MATERIAL FOR THIS TASK:
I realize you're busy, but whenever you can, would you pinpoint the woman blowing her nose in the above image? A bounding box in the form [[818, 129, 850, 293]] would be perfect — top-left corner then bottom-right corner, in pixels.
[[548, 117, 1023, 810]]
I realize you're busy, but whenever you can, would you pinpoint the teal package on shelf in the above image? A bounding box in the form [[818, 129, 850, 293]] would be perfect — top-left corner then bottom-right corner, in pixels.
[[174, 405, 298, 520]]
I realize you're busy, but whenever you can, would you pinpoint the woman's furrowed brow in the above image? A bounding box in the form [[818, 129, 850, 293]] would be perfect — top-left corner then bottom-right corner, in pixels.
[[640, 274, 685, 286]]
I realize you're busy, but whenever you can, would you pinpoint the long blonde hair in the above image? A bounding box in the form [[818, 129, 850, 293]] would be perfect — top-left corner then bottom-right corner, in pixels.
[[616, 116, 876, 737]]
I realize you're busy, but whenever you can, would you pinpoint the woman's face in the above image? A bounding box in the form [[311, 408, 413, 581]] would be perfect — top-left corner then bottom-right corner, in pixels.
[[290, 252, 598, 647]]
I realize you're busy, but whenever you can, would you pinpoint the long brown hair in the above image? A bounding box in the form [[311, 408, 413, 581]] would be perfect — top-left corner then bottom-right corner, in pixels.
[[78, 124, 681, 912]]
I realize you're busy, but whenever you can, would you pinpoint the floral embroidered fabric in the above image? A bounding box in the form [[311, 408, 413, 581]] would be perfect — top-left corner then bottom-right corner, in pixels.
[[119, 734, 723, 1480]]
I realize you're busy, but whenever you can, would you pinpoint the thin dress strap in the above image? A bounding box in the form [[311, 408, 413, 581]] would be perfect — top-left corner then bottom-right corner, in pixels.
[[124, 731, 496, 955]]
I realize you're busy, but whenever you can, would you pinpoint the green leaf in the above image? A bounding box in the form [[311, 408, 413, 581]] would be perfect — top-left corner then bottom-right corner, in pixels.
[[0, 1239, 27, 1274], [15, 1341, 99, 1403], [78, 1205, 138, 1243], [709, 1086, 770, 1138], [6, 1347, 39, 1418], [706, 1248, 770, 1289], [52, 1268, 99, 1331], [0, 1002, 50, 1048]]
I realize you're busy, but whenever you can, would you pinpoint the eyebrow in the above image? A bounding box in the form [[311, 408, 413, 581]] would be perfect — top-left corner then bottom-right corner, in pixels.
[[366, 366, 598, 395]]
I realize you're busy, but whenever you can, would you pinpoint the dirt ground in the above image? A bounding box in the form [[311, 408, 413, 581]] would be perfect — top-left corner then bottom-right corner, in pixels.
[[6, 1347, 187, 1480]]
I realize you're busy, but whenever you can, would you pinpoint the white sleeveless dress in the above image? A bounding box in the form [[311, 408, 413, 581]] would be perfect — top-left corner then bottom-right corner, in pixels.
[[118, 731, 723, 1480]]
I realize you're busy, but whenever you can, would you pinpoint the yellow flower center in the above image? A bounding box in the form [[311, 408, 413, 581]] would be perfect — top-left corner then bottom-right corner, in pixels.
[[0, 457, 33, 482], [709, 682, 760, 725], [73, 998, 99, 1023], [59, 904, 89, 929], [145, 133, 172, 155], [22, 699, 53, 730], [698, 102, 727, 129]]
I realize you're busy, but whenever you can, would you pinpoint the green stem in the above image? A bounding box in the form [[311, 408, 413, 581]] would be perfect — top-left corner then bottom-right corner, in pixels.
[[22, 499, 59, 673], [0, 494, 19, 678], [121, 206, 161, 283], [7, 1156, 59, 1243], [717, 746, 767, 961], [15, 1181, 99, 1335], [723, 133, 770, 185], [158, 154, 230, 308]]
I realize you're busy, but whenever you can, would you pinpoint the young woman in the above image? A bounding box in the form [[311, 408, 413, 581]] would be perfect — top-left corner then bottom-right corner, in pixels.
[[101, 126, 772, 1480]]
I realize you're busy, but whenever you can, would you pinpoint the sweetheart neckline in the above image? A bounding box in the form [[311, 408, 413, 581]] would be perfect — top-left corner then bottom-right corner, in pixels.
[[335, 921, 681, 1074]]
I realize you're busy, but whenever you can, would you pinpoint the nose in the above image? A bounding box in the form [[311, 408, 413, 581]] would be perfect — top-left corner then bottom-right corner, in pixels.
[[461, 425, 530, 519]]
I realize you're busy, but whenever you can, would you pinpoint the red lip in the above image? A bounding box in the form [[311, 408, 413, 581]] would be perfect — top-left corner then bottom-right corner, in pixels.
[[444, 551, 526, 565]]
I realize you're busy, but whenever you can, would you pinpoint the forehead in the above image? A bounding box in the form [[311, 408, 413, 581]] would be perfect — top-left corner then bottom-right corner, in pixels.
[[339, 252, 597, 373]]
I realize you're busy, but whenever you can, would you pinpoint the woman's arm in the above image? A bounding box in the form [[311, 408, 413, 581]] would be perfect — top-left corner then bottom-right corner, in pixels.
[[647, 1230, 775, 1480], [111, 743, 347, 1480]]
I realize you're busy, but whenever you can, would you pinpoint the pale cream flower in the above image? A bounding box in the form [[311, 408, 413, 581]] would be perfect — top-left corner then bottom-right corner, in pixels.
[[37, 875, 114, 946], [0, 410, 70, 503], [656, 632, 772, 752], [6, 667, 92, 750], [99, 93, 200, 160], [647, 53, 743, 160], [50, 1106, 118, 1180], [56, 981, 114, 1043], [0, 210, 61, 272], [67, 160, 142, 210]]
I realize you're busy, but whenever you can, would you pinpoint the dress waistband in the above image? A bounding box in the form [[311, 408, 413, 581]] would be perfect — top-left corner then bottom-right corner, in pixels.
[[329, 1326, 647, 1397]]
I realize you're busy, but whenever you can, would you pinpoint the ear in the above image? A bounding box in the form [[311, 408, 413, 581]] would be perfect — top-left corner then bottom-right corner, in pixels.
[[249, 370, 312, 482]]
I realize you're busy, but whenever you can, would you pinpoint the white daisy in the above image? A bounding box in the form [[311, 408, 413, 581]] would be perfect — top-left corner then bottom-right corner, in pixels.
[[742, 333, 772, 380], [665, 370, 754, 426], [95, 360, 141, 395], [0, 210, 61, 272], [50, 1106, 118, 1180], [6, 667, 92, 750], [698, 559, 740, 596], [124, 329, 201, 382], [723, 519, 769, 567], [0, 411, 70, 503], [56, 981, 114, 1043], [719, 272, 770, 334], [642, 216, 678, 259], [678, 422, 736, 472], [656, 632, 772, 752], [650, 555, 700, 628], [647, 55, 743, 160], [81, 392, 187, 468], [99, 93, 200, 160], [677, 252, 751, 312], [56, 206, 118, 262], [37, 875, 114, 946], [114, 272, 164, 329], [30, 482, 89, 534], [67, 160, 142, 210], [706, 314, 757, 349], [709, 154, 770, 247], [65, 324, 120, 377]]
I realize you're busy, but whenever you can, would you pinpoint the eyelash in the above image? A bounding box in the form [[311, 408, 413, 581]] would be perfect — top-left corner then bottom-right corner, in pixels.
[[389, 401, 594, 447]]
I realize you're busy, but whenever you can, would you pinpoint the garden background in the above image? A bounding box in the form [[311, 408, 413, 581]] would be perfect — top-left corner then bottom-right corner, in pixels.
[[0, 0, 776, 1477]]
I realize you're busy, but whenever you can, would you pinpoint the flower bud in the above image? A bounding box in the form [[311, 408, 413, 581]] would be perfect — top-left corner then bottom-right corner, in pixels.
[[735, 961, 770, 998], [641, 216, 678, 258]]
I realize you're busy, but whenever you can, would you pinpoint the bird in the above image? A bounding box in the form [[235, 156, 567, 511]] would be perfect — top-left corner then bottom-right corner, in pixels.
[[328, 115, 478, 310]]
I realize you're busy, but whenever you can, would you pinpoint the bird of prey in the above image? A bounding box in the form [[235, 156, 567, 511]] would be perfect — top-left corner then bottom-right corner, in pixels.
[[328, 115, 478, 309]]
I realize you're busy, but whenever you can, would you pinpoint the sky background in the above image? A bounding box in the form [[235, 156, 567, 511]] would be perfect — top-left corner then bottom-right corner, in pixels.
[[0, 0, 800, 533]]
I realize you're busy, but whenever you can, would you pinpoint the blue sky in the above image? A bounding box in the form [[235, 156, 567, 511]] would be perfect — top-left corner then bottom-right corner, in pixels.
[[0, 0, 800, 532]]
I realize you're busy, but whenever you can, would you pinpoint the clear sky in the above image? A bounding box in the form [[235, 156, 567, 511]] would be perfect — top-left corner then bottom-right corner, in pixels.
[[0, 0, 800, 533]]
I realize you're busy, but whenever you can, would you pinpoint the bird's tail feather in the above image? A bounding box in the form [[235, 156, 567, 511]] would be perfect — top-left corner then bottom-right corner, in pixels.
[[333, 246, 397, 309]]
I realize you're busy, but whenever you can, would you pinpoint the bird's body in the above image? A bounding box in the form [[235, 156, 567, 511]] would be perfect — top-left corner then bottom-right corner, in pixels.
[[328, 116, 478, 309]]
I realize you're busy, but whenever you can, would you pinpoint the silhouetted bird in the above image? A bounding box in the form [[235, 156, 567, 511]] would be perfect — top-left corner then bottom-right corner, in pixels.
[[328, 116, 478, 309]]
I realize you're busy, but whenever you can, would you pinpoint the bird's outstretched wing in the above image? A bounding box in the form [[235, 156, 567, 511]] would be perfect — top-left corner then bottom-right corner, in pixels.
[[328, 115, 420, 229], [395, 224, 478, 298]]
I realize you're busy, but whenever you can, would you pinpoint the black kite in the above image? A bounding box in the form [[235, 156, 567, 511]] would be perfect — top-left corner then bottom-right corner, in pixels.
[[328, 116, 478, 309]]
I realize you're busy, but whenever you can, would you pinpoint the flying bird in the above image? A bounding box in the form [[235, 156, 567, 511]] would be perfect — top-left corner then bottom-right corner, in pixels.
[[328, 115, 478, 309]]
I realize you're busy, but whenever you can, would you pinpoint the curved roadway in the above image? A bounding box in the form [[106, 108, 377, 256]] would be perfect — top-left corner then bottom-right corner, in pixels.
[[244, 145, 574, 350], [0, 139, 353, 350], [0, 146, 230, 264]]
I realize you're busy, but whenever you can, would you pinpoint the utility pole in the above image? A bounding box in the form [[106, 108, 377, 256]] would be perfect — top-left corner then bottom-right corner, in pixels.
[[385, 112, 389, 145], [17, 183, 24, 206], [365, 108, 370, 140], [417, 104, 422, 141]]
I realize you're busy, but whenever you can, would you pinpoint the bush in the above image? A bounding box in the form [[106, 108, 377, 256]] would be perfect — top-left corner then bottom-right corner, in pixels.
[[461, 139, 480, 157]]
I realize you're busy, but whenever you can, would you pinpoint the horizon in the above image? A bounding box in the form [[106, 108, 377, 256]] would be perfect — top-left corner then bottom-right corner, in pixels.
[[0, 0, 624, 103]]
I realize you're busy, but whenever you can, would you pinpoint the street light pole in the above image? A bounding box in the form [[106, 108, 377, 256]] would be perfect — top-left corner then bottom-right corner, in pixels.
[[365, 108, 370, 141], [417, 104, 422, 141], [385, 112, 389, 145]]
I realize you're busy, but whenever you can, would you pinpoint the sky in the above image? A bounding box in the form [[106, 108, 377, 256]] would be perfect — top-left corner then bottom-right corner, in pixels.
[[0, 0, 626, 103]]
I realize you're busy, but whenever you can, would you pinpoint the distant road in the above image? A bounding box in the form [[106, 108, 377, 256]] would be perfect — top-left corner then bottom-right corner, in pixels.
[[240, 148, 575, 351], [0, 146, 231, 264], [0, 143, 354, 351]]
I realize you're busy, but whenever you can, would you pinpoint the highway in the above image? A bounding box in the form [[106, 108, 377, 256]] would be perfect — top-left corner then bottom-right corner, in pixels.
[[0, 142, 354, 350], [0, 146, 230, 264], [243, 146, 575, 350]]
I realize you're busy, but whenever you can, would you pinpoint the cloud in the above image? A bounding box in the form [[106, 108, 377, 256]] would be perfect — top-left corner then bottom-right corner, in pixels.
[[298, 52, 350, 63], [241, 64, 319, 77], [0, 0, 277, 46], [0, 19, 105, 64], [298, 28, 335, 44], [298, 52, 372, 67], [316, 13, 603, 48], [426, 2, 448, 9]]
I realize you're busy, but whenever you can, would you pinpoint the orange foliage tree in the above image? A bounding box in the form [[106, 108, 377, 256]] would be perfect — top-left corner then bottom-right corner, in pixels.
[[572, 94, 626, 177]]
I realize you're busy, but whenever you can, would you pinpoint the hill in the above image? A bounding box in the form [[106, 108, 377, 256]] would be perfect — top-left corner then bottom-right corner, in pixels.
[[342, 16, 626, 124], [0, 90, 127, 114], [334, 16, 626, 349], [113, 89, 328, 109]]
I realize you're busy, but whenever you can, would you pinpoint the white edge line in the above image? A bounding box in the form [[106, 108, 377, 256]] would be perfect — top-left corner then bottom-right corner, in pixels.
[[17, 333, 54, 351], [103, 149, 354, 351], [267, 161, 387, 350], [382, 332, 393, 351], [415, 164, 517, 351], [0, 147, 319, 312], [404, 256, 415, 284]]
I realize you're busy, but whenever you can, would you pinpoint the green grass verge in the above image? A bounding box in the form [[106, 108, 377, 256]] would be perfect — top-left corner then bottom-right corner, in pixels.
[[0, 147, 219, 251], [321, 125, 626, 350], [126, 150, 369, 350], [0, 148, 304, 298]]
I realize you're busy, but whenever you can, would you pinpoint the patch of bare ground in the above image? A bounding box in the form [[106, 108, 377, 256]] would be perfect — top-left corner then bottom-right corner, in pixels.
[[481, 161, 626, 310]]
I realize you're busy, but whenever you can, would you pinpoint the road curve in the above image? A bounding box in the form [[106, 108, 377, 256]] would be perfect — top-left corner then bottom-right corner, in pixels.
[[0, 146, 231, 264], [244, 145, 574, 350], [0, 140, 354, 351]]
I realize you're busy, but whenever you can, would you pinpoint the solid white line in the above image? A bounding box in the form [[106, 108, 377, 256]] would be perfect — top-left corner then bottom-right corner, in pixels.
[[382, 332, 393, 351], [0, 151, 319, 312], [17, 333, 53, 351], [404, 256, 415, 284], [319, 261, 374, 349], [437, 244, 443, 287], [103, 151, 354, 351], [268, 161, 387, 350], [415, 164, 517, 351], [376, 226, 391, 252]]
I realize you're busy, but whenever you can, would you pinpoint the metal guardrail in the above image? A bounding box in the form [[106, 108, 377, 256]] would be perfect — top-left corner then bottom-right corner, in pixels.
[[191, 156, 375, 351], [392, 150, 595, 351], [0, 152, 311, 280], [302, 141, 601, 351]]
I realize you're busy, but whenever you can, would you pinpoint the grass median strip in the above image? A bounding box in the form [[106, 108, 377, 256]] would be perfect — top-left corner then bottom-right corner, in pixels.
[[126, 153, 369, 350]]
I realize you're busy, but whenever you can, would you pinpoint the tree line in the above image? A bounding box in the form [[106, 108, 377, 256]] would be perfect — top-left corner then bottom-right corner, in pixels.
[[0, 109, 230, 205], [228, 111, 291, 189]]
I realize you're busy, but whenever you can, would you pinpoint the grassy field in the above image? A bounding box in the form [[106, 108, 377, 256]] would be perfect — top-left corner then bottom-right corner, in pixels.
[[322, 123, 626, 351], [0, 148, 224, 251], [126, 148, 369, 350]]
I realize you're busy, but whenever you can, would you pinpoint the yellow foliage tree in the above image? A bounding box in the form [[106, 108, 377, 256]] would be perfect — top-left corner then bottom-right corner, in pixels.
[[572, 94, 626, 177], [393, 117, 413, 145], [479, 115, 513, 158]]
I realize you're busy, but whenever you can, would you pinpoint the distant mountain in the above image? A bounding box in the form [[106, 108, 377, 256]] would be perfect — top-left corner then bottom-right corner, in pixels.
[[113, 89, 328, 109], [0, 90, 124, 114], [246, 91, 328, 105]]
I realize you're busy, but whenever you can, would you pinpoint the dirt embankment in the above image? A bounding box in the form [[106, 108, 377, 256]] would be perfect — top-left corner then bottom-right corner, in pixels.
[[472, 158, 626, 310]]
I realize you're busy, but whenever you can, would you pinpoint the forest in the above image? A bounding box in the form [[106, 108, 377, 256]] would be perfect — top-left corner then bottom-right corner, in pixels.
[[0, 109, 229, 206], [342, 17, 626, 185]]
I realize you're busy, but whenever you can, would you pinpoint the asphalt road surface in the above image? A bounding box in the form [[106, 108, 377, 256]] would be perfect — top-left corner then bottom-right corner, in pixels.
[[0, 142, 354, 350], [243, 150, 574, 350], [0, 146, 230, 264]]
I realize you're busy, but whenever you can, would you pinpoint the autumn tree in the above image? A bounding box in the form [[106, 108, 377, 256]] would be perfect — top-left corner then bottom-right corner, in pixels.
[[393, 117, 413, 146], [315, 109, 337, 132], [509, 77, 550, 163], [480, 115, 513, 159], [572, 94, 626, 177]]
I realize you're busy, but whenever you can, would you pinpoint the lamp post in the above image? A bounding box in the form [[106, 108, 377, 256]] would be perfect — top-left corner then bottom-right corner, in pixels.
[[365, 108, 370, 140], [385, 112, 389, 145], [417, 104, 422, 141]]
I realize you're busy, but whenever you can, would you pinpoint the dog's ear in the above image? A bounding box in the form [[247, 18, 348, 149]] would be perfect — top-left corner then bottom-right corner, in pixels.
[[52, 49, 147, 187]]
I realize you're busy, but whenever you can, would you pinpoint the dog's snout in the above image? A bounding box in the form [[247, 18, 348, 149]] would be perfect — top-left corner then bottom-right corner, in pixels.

SHORT PROBLEM: Could you output the lines from the one containing "pinpoint the young" up to and including the one containing "[[461, 425, 530, 519]]" as a JSON list of strings, one string per line with blank lines left out?

RESULT OF THIS EXERCISE:
[
  "I realize you're busy, but whenever you can, would you pinpoint the young woman in the above image? A bounding box in the form [[311, 408, 413, 581]] would be perfect — top-left corner then bottom-right corner, in pixels.",
  "[[101, 126, 772, 1480]]",
  "I realize you're busy, but whenever you can, would you pinpoint the sweetheart neckline in the above image? A bounding box in the form [[311, 408, 413, 581]] would be perfect — top-left corner then bottom-right corner, in pixels.",
  "[[335, 921, 681, 1074]]",
  "I realize you're busy, but whenever you can, would you pinpoint the nose in the above image? A bounding box in the form [[311, 408, 413, 581]] would be perfect — top-left corner then bottom-right corner, in pixels.",
  "[[461, 425, 530, 519]]"
]